Your instructions
With all pictures excluded, restate the records that follow exactly as written.

* * * * * * * * *

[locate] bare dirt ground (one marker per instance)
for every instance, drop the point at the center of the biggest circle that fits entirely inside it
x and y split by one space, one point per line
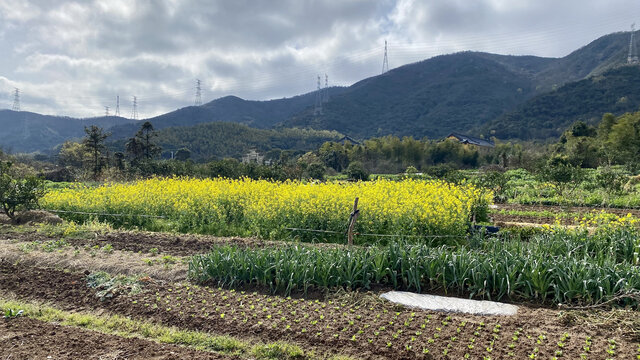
24 338
343 325
136 241
507 219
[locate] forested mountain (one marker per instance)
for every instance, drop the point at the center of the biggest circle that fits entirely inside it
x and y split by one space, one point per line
220 140
257 114
549 114
460 92
431 98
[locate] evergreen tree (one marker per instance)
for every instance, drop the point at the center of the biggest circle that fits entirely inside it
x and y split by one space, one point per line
94 143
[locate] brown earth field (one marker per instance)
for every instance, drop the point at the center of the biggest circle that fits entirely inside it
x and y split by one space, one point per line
134 241
502 219
356 324
24 338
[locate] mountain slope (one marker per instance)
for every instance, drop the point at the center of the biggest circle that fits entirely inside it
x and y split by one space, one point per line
24 131
430 98
458 92
221 139
257 114
548 115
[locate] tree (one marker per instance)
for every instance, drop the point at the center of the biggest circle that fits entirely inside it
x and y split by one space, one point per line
315 170
73 154
16 193
356 171
142 146
94 143
146 134
183 154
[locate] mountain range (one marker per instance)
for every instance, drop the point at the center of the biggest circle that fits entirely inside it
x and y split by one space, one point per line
509 97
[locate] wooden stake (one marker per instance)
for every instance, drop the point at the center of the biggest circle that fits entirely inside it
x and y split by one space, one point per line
352 223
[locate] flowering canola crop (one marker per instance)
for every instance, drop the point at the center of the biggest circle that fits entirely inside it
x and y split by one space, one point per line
266 209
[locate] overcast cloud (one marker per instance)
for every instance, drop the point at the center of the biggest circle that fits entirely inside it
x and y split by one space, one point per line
74 57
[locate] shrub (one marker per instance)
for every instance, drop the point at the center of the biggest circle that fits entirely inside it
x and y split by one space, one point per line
356 171
18 194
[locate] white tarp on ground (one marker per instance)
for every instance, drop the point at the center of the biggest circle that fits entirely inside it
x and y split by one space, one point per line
449 304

* * * * * * * * *

Finished exercise
[locate] bare dirt ground (one marker per instance)
for every instance, drop the point at the center of the biggest circle that fits entirely inside it
x and y split by one space, one point per line
24 338
343 325
136 241
507 219
[locate] forested mountain (one marker per instance)
for every instance, drop the point at the center of the biggest circle that fits entirely inside it
x and y split by one space, one point per line
220 140
257 114
549 114
460 92
431 98
[locate] evergreen tree (one marker per instance)
for every instance, drop the point at the center of the biggest circle that fits entirely inside it
x and y split by one space, one point per line
94 143
[locate] brown earth field (one marker per instance)
for every instance, drop the point at the center of the biggest circle that fits entirely inside it
x and y split by one space, one point per line
134 241
502 219
356 324
24 338
[locate] mountain slope (one marker per instance)
for every instance, drop the point at the center of the biggest circle that fits entirely inside it
x and y split by one space, one point per line
24 131
430 98
458 92
221 139
257 114
548 115
[locate] tree (one marker per instance)
for every instance, drop the point at the center of the biggest circle that fits entirely inside it
x and y split by one space, one point per line
315 170
73 154
16 193
356 171
142 146
94 143
146 134
183 154
[locate] mountain range (one marker per instance)
for every instance, drop the point at the center of the biggest circle that fits entirely inside it
x and y split by one space, one point per line
509 97
[locate] wooden stake (one marker per instance)
for every instance, drop the point at the center of the biggest circle that fits entirely inside it
x and y split by one space, one point per line
352 223
[locate] flowering canola crop (one marker per instance)
for every instance, drop the point at the center of the biggest circle that fits entirely inside it
x and y split by one space, one point per line
266 209
[locate] overcast cloud (one marker per instance)
for every instance, drop the point at the center of the biggest circle that fits entirely inside it
x and y split by one space, one point per line
74 57
[locate] shrub (one marker per instance)
for every instance, drop the point at the center of the biggest circle that fits entirely inside it
x and y split by one space, one point per line
356 171
18 194
[locate] white tarp on ground (one marker per instance)
for every instance, drop the point at the center of the biggest circle that fits entirely inside it
x and y split by one space, one point per line
449 304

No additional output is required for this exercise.